◆ **Page text**:
━━━━

# Ice house ideas



## bjertness07

A buddy of mine and I are putting together a 7x12 ice house this winter. Right now we have metal for the trailer and a pickup camper shell for the body...but may scrap that idea. Any ideas, suggestions, or pics of what works best? We're newcomers to permament houses...Thanks


----------



## such24

you can give me a call we build them for a living and may have some things cheaper than you can get yourself, or a least you can pick our brains for free ideas visit allterrainfishhouses.com we also have a link on this website or call me at 701-306-3575


----------



## bjertness07

such24-
thanks for the offer. it may just come in handy down the road. we're sitting pretty good right now, we've got the camper shell, 2 inch insulation, metal for a trailer coming, and the stove/oven/heater. looking at your site, it was ironic because this buddy an i were just driving through fargo and saw that one and said "jeesh, it'd be nice if ours turned out like that." my questions are:

1) What's the best way to make an axle to lay it down on the ground?
2) We're gonna use pole barn tin to cover the outside-how do we seal it well?
3) What kind of wiring and power source should we put in?
4) Are bunks worth the space?

Thanks- any info is appreciated


----------



## bjertness07

bump


----------



## shootnmiss09

Cant help you too much casue I don;t know that much about ice houses, but I would say bunks are definitley worth the space. Make the top one so it folds ups against the wall. Then you can also use the bottom one as a bench while fishing.


----------



## dblkluk

The best piece of advice is, keep the house light as possible, and most importantly, over build your trailer. 
If you think, "that should be strong enough", beef it up even more. Traveling across the lake is very hard on trailers. I'd bet 80-90% of all the fishouses out there have bent frames, tongues etc. or have bent axles and the tires are about to rub on the side of the house. 
Build the trailer right the first time and you'll save yourself a ton of headaches down the road.
For trailer ideas, google fish house trailer and you'll see alot of different designs.

━━━━

◆ **Information given**:
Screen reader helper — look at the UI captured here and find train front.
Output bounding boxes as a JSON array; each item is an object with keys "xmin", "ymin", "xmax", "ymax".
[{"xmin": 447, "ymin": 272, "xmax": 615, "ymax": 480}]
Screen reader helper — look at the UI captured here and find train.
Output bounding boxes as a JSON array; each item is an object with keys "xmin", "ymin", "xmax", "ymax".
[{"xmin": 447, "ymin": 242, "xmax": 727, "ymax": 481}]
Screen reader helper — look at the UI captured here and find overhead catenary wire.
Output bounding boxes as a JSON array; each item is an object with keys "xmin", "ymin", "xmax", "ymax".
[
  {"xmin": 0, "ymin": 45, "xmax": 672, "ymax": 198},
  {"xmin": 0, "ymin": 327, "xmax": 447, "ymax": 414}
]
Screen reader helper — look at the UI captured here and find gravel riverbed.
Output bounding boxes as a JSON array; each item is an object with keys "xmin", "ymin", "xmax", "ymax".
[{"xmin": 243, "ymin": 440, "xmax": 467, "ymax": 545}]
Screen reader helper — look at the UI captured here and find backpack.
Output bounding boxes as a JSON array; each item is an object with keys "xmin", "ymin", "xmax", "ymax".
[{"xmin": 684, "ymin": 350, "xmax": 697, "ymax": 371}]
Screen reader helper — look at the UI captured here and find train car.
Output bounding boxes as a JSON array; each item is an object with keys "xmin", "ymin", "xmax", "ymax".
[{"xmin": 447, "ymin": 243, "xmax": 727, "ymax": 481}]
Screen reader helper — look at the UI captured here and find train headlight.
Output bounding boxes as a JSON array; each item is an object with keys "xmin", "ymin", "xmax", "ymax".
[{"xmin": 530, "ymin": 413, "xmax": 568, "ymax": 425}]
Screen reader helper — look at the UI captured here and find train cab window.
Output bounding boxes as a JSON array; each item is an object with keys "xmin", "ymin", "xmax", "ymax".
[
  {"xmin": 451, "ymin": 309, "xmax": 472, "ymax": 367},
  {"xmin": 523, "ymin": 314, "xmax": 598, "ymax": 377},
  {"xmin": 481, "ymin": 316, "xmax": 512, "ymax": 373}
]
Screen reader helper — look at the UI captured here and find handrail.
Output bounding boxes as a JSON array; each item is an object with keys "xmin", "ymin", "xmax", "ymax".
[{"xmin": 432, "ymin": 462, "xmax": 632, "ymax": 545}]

━━━━

◆ **Set problem 1**: In the entries, rewrite the stretch from the line containing "train cab window." through the end of the entries, replacing "Screen reader helper" with "Accessibility assistant" and leaving everything else unchanged.
◆ **Set problem 2**: Continue the forum thread about building an ice house from the point where it stops.
The forum thread and the entries are unrelated to each other.

◆ **Task answer 1**:
Accessibility assistant — look at the UI captured here and find train cab window.
Output bounding boxes as a JSON array; each item is an object with keys "xmin", "ymin", "xmax", "ymax".
[
  {"xmin": 451, "ymin": 309, "xmax": 472, "ymax": 367},
  {"xmin": 523, "ymin": 314, "xmax": 598, "ymax": 377},
  {"xmin": 481, "ymin": 316, "xmax": 512, "ymax": 373}
]
Accessibility assistant — look at the UI captured here and find handrail.
Output bounding boxes as a JSON array; each item is an object with keys "xmin", "ymin", "xmax", "ymax".
[{"xmin": 432, "ymin": 462, "xmax": 632, "ymax": 545}]

◆ **Task answer 2**:
----------



## MOB

Make sure to install a propane wall light. I put one in my shack as a backup to the 12v electric lights in case the batteries went dead, but use the propane light all the time. I use the 12v lights as needed for extra light. The propane light has a glow that is easier on the eyes and saves your battery power.
As said before, make sure to build your shack heavy duty. I used 1/4" lag bolts to attach the floor joists to the frame, which worked for 3 years and then they started to pull out. It isn't good to look in your mirror at 60 mph and see the icehouse bouncing up and down on the front of the frame. It stayed on, but it was alot more work to correct. I would recommend 1/2" bolts though the frame, floor joists and secured on top of the walls bottom plate.
Good luck and have fun building it.


----------



## bjertness07

Yep, I think the trailer may be taken care of. We had an engineer (a friend) look at the plans and draw some of his own up for us. We got some 2 1/4"x 1/8 old high-pressure heating pipe out of water-heated schools, and we used that for the sides of the trailer and the back. We also used that in the front but spliced it in half to accomodate a 2 1/4" x 1/4" pipe running from the back all they way up to our ball. From there we're going to brace the tongue with angle brackets, both going forward and back (2 sets). I have made a root pass on all joints, which are perfectley square, and will run another around the joints also. From there, I have cut out triangles out of 1/8" steel with a PlasmaCam and will weld those on the joints, both sides. That trailer should be beefy enough...hopefully? We have yet to figure out a strong, convenient axle system. I think we'll go with a 12V light system and add in a latern.


----------



## bjertness07

So we've just about got the whole frame welded up...that thing is solid. We're just about to start on the axles. Any suggestions on what type? I've got old rearend hubs off a Grand Caravan in my shop right now. We're thinking of the crank down-winch type. Where's the cheapest place to buy the coupler, jack, winches, lights...etc??? We're trying to keep this as cheap as we can. Would Harbor Freight be a good place? Thanks.


----------



## bjertness07

bump


----------



## shedhrnhntr

A few places in F-M area to check:

1. Northern Tool/ Equipment
2. Pioneer Rim/ Wheel- I bought my hubs and spindles there.
3. Fleet Farm- Leaf springs came from there.
4. Salvage yard west and south of Kindred- tires and rims
5. Macs- good selection of winches/ jacks

Good luck with your project-it's fun isn't it?!!

  :lol:


----------



## duckslayer

MOB said:


> Make sure to install a propane wall light. I put one in my shack as a backup to the 12v electric lights in case the batteries went dead, but use the propane light all the time. I use the 12v lights as needed for extra light. The propane light has a glow that is easier on the eyes and saves your battery power.
> As said before, make sure to build your shack heavy duty. I used 1/4" lag bolts to attach the floor joists to the frame, which worked for 3 years and then they started to pull out. It isn't good to look in your mirror at 60 mph and see the icehouse bouncing up and down on the front of the frame. It stayed on, but it was alot more work to correct. I would recommend 1/2" bolts though the frame, floor joists and secured on top of the walls bottom plate.
> Good luck and have fun building it.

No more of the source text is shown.